◆ **OPDRACHT**
Neem de brontekst over tussen "ECLI:NL:RBDHA:2023:348" en "dragen aan Italië.", beide inbegrepen. Vervang daarin "staatssecretaris" door "minister".

◆ **BRONTEKST**
+ + + + + + +

ECLI:NL:RBDHA:2023:348
Rechtbank Den Haag
- Eerste aanleg - enkelvoudig
- Rechtspraak.nl
Asielaanvraag en overdracht aan Italië onder de Dublinverordening
In deze zaak heeft de Rechtbank Den Haag uitspraak gedaan over de asielaanvraag van eiser, die niet in behandeling is genomen door de staatssecretaris van Justitie en Veiligheid. De rechtbank behandelt twee beroepszaken, waarbij de staatssecretaris heeft besloten om de asielaanvraag van eiser niet in behandeling te nemen op grond van de Dublinverordening, die bepaalt dat Italië verantwoordelijk is voor de behandeling van de aanvraag. Eiser heeft tegen het eerste besluit beroep ingesteld, waarna de staatssecretaris dit besluit heeft ingetrokken en een nieuw besluit heeft genomen, waarin wederom is besloten om de aanvraag niet in behandeling te nemen en eiser over te dragen aan Italië.

+ + + + + + +

◆ **VERMELDINGEN**

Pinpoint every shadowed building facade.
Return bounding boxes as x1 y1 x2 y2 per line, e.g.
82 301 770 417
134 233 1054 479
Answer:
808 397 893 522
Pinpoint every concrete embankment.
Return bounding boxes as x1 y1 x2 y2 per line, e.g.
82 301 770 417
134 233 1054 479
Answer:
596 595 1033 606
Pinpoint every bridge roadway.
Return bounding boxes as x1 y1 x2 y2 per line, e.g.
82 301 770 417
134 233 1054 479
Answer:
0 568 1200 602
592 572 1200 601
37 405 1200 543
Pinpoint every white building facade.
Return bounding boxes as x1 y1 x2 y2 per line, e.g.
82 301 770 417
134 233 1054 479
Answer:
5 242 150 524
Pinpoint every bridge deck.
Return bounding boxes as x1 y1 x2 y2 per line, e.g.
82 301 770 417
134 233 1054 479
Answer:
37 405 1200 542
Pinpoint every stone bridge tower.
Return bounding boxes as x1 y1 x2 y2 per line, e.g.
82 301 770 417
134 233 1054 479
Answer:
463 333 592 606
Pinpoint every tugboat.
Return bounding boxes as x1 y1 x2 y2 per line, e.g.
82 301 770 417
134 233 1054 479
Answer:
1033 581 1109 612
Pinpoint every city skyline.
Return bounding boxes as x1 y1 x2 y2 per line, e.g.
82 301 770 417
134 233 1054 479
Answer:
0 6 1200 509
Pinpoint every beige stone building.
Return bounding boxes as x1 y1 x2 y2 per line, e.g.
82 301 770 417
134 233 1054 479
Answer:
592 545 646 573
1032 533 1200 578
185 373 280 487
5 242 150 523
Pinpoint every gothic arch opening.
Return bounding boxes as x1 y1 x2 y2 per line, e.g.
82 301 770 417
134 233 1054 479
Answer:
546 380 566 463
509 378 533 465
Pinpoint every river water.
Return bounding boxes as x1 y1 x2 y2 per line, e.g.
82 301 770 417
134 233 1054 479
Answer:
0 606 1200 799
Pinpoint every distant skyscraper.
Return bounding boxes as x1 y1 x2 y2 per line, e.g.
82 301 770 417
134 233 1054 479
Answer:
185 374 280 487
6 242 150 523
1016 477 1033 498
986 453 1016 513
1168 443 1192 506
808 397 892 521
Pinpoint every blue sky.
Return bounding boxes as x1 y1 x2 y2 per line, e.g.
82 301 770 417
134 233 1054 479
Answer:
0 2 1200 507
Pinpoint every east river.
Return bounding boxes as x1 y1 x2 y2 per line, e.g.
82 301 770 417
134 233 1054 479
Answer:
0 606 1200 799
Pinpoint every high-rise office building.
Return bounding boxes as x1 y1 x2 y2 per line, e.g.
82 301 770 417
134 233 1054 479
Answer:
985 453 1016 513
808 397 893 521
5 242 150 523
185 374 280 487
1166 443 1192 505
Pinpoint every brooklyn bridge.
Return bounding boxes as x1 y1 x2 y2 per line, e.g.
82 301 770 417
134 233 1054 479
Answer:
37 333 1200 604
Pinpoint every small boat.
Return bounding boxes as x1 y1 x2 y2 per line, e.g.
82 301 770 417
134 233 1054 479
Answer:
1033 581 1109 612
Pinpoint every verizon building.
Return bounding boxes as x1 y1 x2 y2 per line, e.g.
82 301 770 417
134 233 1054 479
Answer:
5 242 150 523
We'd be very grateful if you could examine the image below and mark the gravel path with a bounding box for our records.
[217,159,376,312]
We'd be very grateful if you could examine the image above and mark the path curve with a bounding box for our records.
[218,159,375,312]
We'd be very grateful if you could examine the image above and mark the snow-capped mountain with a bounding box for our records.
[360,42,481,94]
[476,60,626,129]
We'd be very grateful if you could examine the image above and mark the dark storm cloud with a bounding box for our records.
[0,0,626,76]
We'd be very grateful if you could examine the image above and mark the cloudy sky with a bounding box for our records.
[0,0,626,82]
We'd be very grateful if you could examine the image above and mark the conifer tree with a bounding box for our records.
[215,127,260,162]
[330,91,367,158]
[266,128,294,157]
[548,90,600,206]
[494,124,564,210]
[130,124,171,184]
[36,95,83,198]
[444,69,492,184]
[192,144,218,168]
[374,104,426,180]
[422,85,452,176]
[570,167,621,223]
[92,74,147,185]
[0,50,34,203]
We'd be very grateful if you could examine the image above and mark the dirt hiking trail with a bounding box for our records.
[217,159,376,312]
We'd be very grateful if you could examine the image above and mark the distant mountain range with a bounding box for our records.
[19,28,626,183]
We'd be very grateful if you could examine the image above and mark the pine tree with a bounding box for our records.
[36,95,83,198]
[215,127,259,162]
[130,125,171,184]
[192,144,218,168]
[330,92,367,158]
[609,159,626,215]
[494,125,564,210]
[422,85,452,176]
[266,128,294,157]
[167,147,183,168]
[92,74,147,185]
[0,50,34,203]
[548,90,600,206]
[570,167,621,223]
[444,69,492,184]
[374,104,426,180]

+ + + + + + +

◆ **SCHRIFTELIJK ANTWOORD**
ECLI:NL:RBDHA:2023:348
Rechtbank Den Haag
- Eerste aanleg - enkelvoudig
- Rechtspraak.nl
Asielaanvraag en overdracht aan Italië onder de Dublinverordening
In deze zaak heeft de Rechtbank Den Haag uitspraak gedaan over de asielaanvraag van eiser, die niet in behandeling is genomen door de minister van Justitie en Veiligheid. De rechtbank behandelt twee beroepszaken, waarbij de minister heeft besloten om de asielaanvraag van eiser niet in behandeling te nemen op grond van de Dublinverordening, die bepaalt dat Italië verantwoordelijk is voor de behandeling van de aanvraag. Eiser heeft tegen het eerste besluit beroep ingesteld, waarna de minister dit besluit heeft ingetrokken en een nieuw besluit heeft genomen, waarin wederom is besloten om de aanvraag niet in behandeling te nemen en eiser over te dragen aan Italië.